Annotations par points:
▬▬▬▬▬▬

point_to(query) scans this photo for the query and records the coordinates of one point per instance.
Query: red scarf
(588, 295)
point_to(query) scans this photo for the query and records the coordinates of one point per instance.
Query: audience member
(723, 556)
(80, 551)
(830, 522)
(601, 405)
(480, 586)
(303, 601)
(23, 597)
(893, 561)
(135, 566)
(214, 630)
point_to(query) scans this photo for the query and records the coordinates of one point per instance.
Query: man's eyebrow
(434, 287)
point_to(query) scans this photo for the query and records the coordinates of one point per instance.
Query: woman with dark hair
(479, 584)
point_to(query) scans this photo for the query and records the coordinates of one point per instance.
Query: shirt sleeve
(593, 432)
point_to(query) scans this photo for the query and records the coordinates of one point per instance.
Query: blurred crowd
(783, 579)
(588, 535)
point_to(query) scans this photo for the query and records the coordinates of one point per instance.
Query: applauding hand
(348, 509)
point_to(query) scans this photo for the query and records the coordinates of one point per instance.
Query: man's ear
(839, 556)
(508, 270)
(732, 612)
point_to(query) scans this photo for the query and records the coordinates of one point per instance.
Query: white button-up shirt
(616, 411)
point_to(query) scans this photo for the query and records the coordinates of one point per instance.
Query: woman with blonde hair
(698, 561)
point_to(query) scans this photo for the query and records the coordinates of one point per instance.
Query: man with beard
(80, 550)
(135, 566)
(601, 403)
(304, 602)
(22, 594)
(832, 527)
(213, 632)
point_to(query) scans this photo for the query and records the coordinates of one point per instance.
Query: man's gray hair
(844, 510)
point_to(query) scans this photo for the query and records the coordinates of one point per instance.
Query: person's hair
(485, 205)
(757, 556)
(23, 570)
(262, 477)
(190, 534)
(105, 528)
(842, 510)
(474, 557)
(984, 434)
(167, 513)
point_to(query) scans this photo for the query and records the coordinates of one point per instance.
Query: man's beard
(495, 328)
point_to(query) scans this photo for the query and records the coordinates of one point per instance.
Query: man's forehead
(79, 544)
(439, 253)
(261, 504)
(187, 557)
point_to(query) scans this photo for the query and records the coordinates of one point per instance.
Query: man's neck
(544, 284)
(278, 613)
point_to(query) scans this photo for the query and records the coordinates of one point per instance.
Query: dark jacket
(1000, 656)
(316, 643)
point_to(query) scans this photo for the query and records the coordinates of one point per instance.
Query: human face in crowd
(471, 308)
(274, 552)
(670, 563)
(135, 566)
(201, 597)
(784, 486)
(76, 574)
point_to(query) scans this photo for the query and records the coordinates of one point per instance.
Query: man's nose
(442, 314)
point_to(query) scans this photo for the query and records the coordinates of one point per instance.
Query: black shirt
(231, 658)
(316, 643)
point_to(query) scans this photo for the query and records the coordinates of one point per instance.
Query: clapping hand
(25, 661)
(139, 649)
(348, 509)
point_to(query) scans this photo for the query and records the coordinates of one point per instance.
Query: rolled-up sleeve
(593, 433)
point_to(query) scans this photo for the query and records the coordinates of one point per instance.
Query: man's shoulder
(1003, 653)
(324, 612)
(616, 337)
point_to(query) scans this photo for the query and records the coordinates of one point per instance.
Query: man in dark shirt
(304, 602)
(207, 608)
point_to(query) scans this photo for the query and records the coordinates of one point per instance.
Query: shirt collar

▬▬▬▬▬▬

La consigne ->
Trouve dans les données ci-dessus chaque ligne qui contient le mot "crowd" et recopie-la, en tenant compte des majuscules et minuscules.

Réponse attendue ->
Query: blurred crowd
Query: human face in crowd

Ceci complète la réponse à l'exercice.